» **What to produce**
Rename "soil patch" to "dirt patch" throughout the items below, and write every line out again with nothing else changed.

» **Position identification records**

◇ ◇ ◇ ◇ ◇ ◇ ◇

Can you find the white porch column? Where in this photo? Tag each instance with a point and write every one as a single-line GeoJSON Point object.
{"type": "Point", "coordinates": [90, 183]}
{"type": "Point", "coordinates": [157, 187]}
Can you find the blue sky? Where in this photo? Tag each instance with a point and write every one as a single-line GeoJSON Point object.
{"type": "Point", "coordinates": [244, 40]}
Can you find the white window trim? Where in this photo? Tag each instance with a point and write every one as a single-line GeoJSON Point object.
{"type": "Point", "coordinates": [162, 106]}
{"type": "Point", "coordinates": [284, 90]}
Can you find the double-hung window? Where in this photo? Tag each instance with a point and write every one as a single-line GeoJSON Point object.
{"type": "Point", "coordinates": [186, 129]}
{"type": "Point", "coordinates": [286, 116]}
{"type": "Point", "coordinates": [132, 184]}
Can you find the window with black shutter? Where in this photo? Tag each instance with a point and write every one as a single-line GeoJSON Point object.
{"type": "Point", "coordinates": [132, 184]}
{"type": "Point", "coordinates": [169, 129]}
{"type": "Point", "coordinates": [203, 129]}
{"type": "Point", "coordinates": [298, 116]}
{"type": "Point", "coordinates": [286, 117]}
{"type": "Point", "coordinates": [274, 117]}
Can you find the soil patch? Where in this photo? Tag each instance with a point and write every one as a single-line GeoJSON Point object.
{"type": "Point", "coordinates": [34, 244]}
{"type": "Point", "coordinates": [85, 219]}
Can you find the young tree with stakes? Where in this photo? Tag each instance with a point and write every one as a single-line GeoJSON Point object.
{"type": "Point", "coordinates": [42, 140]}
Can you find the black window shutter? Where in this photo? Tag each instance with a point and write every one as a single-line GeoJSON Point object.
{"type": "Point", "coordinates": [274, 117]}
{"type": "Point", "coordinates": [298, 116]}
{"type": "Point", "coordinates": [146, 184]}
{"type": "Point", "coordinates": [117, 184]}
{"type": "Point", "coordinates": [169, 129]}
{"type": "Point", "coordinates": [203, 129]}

◇ ◇ ◇ ◇ ◇ ◇ ◇

» **Final result**
Can you find the white porch column? Where in this photo? Tag each instance with a point and write every one as a single-line GeoJSON Point object.
{"type": "Point", "coordinates": [90, 183]}
{"type": "Point", "coordinates": [157, 187]}
Can you find the blue sky? Where in this photo? Tag each instance with a point and write every one as a single-line GeoJSON Point object.
{"type": "Point", "coordinates": [244, 40]}
Can you find the white window trim? Where in this photo? Tag each instance with a point and write every one as a single-line GeoJSON Point object.
{"type": "Point", "coordinates": [162, 106]}
{"type": "Point", "coordinates": [284, 90]}
Can you find the double-hung window? Where in this photo? Tag each instance with a point and write every one as a single-line GeoJSON Point object.
{"type": "Point", "coordinates": [186, 129]}
{"type": "Point", "coordinates": [286, 116]}
{"type": "Point", "coordinates": [132, 184]}
Can you find the window with black shutter? Where in this photo? Tag each instance with a point and write every one as a single-line GeoJSON Point object.
{"type": "Point", "coordinates": [132, 184]}
{"type": "Point", "coordinates": [169, 129]}
{"type": "Point", "coordinates": [203, 129]}
{"type": "Point", "coordinates": [298, 116]}
{"type": "Point", "coordinates": [286, 117]}
{"type": "Point", "coordinates": [274, 117]}
Can you find the dirt patch? Where in this photo? Tag each instance with a point and write every one as a single-line GeoJSON Point object.
{"type": "Point", "coordinates": [34, 244]}
{"type": "Point", "coordinates": [85, 219]}
Can you find the young tree with stakes? Where in this photo? Tag each instance with a point and write every one as a single-line GeoJSON Point object.
{"type": "Point", "coordinates": [42, 140]}
Can you find the black window shutter? Where in this photo? Tag each instance with a point and write every one as a single-line GeoJSON Point object.
{"type": "Point", "coordinates": [274, 117]}
{"type": "Point", "coordinates": [298, 116]}
{"type": "Point", "coordinates": [146, 184]}
{"type": "Point", "coordinates": [117, 184]}
{"type": "Point", "coordinates": [169, 129]}
{"type": "Point", "coordinates": [203, 129]}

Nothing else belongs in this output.